Приведённый текст:
====================
Диккенс прав в одном: у каждого своя придурь. Воображение предпочитает акварельные краски, сильные чувства – скульптуру, остроумие – песенки; кто-то пляшет, кто-то бьётся в истерике, и лишь одна странная страсть сидит согнувшись, сощурившись, отрешившись, всё возится, возится, усердно подковывает блох. Готово.

Нет беды беднее, чем печаль.

Разбить стекло молотком

Видели вы эту штуку хотя бы в одном автобусе? Правильно, и не увидите. Когда новенький автобус приходит с конвейера, в парке первым делом снимают и прячут молоток. В противном случае его снимут и никогда не вернут пассажиры первого же рейса. Что пассажиры будут делать в случае аварии? Вот именно: вместо того чтобы поработать молотком – если бы он висел, где положено, – поработают нервной системой.

Паникой называется то неприятное состояние, в котором отказываются функционировать не только голова (это, как раз, не многие бы заметили), но и важные члены организма. Руки отказываются! Ноги не идут! Или идут не в ту сторону, хватаются не за то – язык болтается как-то уж совсем непристойно, – короче, предчувствие чего-то скорого и страшного вот-вот уничтожает всякую пользу от того, что жив пока что. Подумаешь, жив. Никого не интересует, жив он или не жив сейчас. Интересует реализация планов на будущий вторник и ближайшую пятилетку. Люди умирают, думая о том, что будут делать завтра. Люди не умирают.

А если отдельным пунктом вносить смерть на каждую страницу ежедневника, так и действительно умрёшь. Придётся умереть. Во всяком случае, перейти в инобытие философа или душевнобольного. Стать непроницаемым для метафизического зла. Возможно, это спасает душу от страха. Но кости всё равно трепещут. Ни философ, ни чокнутый не поладят со своим организмом в момент грубого, зримого ДТП. Не желаю, скажет организм. Пошёл вон. А как выйти, если молотка нет? Так что беседы со сферами – не панацея. Радикальное средство, но не от поноса. В наполненном ужасом и злобой автобусе сознание и тело расходятся в разные стороны: мальчики налево, девочки направо, – забираются в глубокий лес, не слышат встревоженных голосов друг друга, и кто-то из них – мы даже догадываемся, кто именно, – уже никогда не выйдет на дорогу. Не было, увы, синхронности. Свой подвиг ты свершила прежде тела, безумная душа.
====================
Исходные записи:
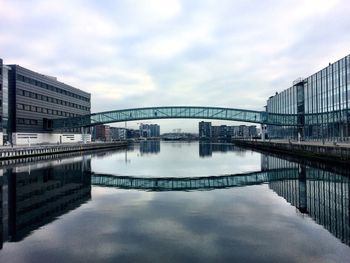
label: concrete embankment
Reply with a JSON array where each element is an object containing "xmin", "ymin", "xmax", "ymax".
[
  {"xmin": 0, "ymin": 142, "xmax": 128, "ymax": 160},
  {"xmin": 233, "ymin": 140, "xmax": 350, "ymax": 163}
]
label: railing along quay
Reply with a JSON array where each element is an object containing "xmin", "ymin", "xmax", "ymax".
[{"xmin": 0, "ymin": 141, "xmax": 127, "ymax": 160}]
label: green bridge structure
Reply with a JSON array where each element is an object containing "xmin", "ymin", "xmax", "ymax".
[{"xmin": 50, "ymin": 106, "xmax": 300, "ymax": 130}]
====================
Условие задания:
Воспроизведите дословно фрагмент приведённого текста от слов «Диккенс прав в» до слов «поработают нервной системой.» включительно.

Результат выполнения:
Диккенс прав в одном: у каждого своя придурь. Воображение предпочитает акварельные краски, сильные чувства – скульптуру, остроумие – песенки; кто-то пляшет, кто-то бьётся в истерике, и лишь одна странная страсть сидит согнувшись, сощурившись, отрешившись, всё возится, возится, усердно подковывает блох. Готово.

Нет беды беднее, чем печаль.

Разбить стекло молотком

Видели вы эту штуку хотя бы в одном автобусе? Правильно, и не увидите. Когда новенький автобус приходит с конвейера, в парке первым делом снимают и прячут молоток. В противном случае его снимут и никогда не вернут пассажиры первого же рейса. Что пассажиры будут делать в случае аварии? Вот именно: вместо того чтобы поработать молотком – если бы он висел, где положено, – поработают нервной системой.